■ Work required:
Which rows below contain the string "yellow", with case counting? Gather each of those lines.
======== Material to process ========
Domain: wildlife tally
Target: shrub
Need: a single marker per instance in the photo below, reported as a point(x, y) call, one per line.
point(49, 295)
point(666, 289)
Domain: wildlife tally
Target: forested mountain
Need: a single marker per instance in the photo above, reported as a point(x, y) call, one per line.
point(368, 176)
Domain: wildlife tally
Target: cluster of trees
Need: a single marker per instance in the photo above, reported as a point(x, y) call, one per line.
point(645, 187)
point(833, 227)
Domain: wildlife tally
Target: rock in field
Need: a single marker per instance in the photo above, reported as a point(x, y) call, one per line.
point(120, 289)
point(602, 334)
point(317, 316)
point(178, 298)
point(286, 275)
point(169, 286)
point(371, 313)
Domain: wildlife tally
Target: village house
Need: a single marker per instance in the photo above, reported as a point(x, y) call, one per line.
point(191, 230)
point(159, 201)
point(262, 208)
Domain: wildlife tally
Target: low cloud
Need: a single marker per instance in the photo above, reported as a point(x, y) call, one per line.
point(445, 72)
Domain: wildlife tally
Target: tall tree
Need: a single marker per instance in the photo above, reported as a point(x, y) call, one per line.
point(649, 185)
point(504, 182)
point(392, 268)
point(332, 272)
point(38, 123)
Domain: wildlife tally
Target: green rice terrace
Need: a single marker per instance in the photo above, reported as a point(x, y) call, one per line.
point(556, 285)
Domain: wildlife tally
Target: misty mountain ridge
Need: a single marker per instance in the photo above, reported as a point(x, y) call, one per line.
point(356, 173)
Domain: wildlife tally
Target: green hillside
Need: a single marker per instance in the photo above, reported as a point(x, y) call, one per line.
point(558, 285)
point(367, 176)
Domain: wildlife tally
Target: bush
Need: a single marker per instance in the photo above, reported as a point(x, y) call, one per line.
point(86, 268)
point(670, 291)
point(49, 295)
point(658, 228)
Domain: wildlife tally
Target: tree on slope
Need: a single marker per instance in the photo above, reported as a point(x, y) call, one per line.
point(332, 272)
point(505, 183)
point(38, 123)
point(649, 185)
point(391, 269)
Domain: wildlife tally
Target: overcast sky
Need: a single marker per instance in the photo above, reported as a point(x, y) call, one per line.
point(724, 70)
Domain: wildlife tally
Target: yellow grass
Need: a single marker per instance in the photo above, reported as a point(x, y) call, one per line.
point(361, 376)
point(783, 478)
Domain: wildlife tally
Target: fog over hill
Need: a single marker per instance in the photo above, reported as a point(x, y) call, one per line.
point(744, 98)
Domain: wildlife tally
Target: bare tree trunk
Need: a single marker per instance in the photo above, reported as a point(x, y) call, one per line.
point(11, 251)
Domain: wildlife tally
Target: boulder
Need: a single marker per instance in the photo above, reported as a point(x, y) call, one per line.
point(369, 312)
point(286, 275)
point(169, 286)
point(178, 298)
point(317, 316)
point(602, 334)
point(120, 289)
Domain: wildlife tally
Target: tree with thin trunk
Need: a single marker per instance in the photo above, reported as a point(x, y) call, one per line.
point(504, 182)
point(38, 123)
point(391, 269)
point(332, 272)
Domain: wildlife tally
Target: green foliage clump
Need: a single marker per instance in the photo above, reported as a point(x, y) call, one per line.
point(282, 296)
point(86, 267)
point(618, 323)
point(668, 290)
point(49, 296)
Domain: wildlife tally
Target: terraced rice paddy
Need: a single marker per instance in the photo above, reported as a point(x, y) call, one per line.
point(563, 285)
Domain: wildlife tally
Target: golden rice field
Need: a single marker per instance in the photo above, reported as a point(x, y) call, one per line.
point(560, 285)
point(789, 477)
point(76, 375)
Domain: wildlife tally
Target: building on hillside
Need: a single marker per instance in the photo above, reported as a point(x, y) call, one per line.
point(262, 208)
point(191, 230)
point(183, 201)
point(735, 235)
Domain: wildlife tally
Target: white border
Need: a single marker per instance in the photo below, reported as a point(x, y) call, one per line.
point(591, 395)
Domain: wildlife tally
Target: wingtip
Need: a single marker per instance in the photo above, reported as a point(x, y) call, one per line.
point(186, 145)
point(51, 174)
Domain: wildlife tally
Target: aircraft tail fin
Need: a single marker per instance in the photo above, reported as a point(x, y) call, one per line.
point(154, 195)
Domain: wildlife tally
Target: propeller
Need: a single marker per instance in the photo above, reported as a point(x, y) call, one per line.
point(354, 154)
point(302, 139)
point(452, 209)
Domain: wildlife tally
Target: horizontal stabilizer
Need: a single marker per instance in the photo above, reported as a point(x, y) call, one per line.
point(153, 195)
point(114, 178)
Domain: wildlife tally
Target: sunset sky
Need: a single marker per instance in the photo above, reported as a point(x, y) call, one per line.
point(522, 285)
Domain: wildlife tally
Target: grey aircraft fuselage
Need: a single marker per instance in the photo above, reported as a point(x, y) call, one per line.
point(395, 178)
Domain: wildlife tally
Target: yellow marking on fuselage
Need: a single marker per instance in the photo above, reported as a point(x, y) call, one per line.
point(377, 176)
========
======== Material to process ========
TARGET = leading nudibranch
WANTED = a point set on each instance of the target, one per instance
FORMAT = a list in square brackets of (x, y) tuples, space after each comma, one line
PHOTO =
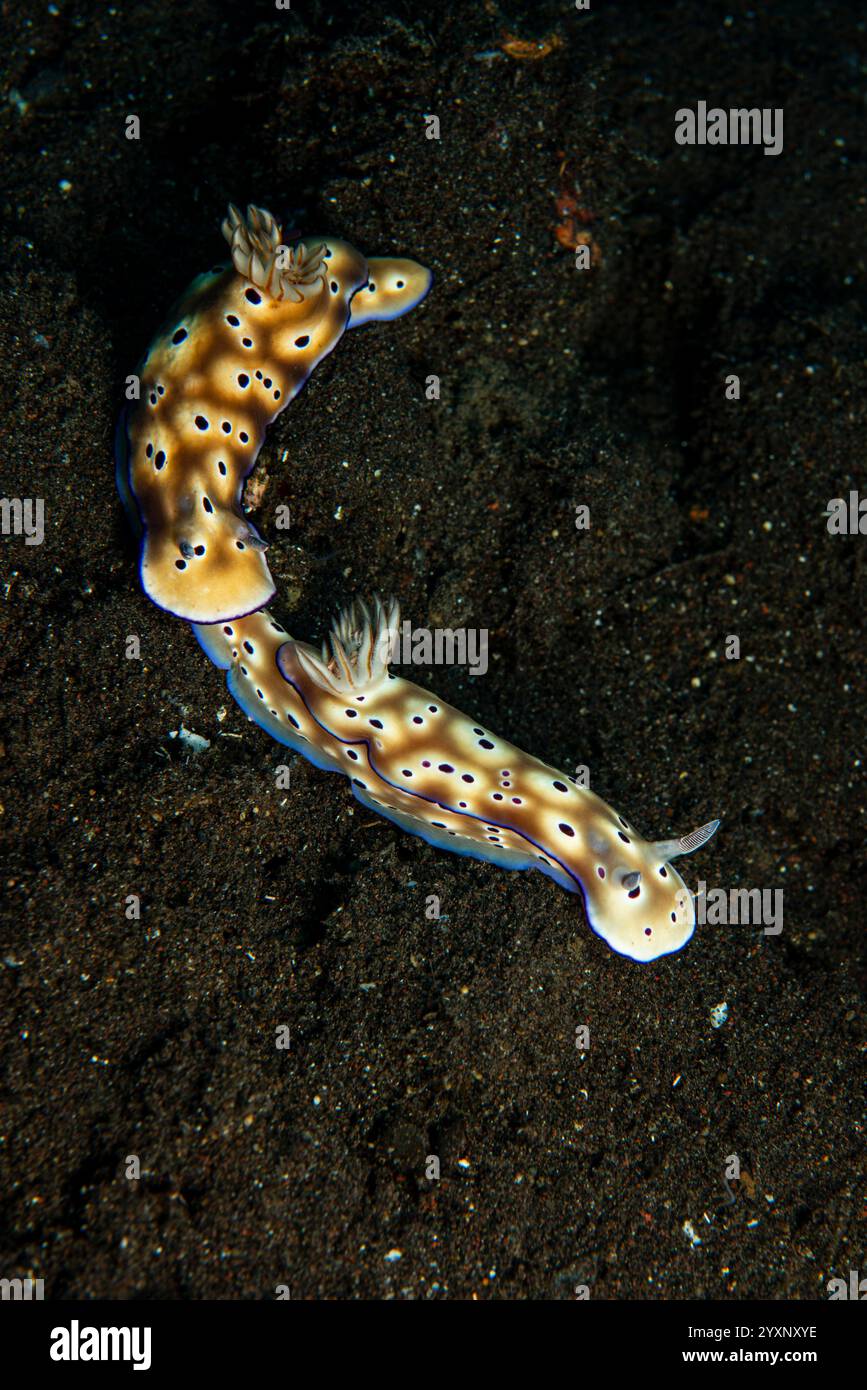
========
■ Full response:
Target: yellow grass
Target: yellow marking on fuselage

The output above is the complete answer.